*AUFGABEN*:
A: Fassen Sie den Text über das Drama „Innen Leben“ in zwei Sätzen zusammen.
B: Schreiben Sie den Text über das Drama „Innen Leben“ ab der Stelle weiter, an der er endet.

*TEXTAUSZUG*:
----------------
Das Drama „Innen Leben“ erzählt mit der Intensität eines Kammerspiels vom Krieg in Syrien

„Vergiss die Welt da draußen, sie zählt nicht mehr“, sagt der alte Mann zu seiner Schwiegertochter, als er sie durch den Vorhang ihrer Wohnung in Damaskus spähen sieht. Draußen ist Krieg, es fallen Bomben, und es wird geschossen. In der Wohnung von Oum Yazan (Hiam Abbass) haben sich hinter geschlossenen Gardinen und mehreren Türbolzen zwei Familien verbarrikadiert: Zu Oum Yazan mit ihrem Schwiegervater, einem kleinen Sohn und zwei Teenietöchtern kommt ein Ehepaar mit Säugling hinzu, dessen Wohnung in den oberen Stockwerken ausgebombt wurde. Und sowohl die Hausangestellte der Yazans als auch der jugendliche Freund einer der Töchter sind dort gestrandet, weil der Weg nach Hause zu gefährlich wurde.
----------------
(Einträge mit beschrifteten Punkten)
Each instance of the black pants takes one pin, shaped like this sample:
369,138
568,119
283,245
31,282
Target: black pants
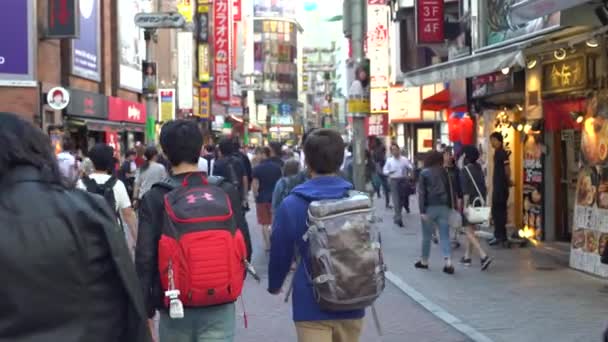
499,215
----------------
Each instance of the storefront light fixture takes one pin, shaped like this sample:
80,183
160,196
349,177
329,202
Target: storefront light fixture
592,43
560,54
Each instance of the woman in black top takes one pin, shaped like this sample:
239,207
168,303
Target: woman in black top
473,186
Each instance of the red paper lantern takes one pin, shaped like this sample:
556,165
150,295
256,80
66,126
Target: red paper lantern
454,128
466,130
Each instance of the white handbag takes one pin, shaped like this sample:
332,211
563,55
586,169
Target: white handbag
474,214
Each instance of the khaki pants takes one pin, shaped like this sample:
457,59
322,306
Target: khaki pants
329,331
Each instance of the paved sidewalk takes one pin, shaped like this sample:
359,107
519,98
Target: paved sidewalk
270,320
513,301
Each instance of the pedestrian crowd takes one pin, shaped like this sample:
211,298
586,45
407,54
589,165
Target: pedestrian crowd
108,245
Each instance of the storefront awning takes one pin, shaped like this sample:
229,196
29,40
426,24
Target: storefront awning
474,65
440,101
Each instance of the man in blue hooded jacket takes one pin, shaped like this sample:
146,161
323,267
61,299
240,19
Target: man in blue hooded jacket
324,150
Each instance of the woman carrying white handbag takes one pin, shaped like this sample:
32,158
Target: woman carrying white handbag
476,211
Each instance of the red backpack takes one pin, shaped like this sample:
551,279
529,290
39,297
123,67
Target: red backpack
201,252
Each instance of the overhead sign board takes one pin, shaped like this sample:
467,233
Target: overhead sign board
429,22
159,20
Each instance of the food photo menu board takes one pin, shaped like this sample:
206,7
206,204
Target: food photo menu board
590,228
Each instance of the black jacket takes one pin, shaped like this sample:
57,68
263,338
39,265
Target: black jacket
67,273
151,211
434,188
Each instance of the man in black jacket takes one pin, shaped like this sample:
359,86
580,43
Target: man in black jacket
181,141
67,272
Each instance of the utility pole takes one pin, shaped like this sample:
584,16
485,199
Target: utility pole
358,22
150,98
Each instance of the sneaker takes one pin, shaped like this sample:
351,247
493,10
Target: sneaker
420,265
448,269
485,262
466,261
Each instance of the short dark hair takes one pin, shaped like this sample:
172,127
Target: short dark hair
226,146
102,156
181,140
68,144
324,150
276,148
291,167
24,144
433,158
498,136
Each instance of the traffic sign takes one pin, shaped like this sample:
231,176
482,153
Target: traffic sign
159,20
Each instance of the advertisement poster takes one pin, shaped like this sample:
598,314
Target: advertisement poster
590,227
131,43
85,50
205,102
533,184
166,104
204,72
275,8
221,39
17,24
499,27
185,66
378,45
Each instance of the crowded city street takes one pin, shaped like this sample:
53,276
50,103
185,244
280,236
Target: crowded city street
----------------
*LÖSUNGEN*:
A: Das Drama „Innen Leben“ zeigt den Krieg in Syrien mit der Intensität eines Kammerspiels: In der Wohnung von Oum Yazan in Damaskus haben sich zwei Familien hinter geschlossenen Gardinen und verriegelten Türen verbarrikadiert, während draußen Bomben fallen und geschossen wird. Zu Oum Yazan, ihrem Schwiegervater, ihrem kleinen Sohn und ihren beiden Töchtern im Teenageralter kommen ein Ehepaar mit Säugling, dessen Wohnung weiter oben ausgebombt wurde, sowie die Hausangestellte und der Freund einer Tochter, die dort festsitzen, weil der Heimweg zu gefährlich wurde.

B:
Der belgische Regisseur Philippe Van Leeuw nutzt in „Innen Leben“ das äußerst beschränkte Setting dieser einen Wohnung, um den Zuschauer in seinem bequemen Kinosessel all die Schrecken und Dilemmata des Krieges nachfühlen zu lassen. Und fast ist man überrascht darüber, wie gut ihm das gelingt. Der Film spielt außer zwei kurzen Ausflügen nur in den vier Wänden der allerdings großzügig geschnittenen Wohnung. Die Handlung vollzieht sich an einem einzigen Tag. Aber für Langeweile bleibt keine Zeit. Dazu geht auch die Anspannung von den ersten Momenten an zu sehr unter die Haut.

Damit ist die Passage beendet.